**TEXT PASSAGE**
════════════════════

A third enhancement was made because scaling a page image down from 300 dpi for display makes small characters unreadable. This is especially true for subscripts and superscripts, or for captions and labels in figures or graphs. Using the rescaling feature causes significant interruption of reading if the user simply wants to determine whether a portion of an equation is x2 or x3. The user must stop reading, select the Enlarge Text menu item, wait for the entire screen to be redrawn using the new scaling factor, and possibly scroll the window to find the text in question. To continue reading, the user must select the Reduce Text menu item to return the image to the original, more navigable scaling factor, and again wait for the screen to be redrawn. If another equation occurs later, the same cumbersome process must be repeated.
To circumvent the excessive effort required to read a few tiny letters at a scaling factor appropriate for the rest of the document, we provided an electronic magnifying glass that lets a user closely examine a small section of the document. To use it, the user clicks on the right mouse button over a section of text and a window pops up displaying an enlarged version of that text. (This enlarged version is actually a segment from the original 300 dpi image.) The user then releases the mouse button and continues reading.
Undoubtedly the biggest problem encountered has been integrating Virginia Techs optical jukebox into their computer system. Virginia Tech is now relying on magnetic disks for storage until the optical system works reliably. Software problems encountered by OCLC have been the common ones expected when working with a large amount of data in a new format. For example, unexpected combinations of fields and system limits were encountered because the Newton database building software was originally designed for smaller documents.

════════════════════

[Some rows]

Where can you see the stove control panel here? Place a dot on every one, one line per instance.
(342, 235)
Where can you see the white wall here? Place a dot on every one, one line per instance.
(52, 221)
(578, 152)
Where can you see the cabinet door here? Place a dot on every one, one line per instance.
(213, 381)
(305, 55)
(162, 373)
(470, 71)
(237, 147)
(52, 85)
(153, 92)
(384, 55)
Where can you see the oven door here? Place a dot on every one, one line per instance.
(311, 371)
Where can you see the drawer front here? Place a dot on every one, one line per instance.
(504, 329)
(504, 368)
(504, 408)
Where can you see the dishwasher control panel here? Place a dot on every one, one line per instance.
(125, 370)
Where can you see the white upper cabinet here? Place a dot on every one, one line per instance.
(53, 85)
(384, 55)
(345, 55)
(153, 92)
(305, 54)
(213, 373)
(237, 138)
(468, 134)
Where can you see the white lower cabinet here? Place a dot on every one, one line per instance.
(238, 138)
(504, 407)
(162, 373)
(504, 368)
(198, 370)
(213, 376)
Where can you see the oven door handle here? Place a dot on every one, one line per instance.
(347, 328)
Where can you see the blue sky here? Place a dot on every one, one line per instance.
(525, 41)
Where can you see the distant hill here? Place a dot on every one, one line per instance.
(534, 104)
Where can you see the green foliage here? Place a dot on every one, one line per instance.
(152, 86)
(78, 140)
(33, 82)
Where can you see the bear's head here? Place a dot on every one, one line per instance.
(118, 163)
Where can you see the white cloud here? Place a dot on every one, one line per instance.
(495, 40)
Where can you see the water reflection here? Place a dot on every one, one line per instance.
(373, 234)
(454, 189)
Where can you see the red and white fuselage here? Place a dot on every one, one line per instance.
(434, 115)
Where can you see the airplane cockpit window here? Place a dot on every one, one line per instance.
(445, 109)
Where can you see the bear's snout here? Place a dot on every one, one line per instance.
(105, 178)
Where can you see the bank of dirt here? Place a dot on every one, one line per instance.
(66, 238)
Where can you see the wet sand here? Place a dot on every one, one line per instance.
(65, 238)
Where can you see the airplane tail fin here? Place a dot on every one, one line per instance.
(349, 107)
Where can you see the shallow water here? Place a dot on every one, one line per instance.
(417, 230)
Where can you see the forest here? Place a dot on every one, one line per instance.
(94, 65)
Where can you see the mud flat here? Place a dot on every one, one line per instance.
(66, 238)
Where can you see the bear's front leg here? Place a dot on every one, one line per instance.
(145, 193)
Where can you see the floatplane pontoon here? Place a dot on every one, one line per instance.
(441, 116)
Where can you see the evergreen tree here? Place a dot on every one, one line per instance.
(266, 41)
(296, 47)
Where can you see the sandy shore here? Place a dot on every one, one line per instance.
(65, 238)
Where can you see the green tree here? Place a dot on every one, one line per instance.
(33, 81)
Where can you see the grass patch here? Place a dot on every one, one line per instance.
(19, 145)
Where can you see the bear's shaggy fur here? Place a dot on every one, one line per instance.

════════════════════

**STATED PROBLEM 1**
Which kinds of small text does the passage on document imaging name as especially hard to read when a page image is scaled down from 300 dpi?
**STATED PROBLEM 2**
Write the next part of the passage on document imaging, following on from its final sentence.

**TASK ANSWER 1**
Subscripts, superscripts, and captions and labels in figures or graphs.

**TASK ANSWER 2**
The Guidon conversion went fairly smoothly. We encountered a problem merging databases, but easily made the required changes in the server software and in Guidon.
Currently (December 1994) all the software is in place, sufficient magnetic storage for a year's data has been installed, and building of databases from the Elsevier datasets is underway. Students at Virginia Tech should begin using the system in the spring semester 1995.
American National Standards Organization. Information retrieval service and protocol: American national standard information retrieval application service definition and protocol specification for open systems interconnection. ANSI standard Z39.50, Version 2, 1992.
Information on TULIP The University Licensing Program. Elsevier Science. URL: http://www.elsevier.nl/.
International Organization for Standardization (ISO). Information technology, open systems interconnection, specification of basic Encoding rules for abstract syntax notation one (ASN.1). ISO/IEC standard 8825, Second edition, 1990.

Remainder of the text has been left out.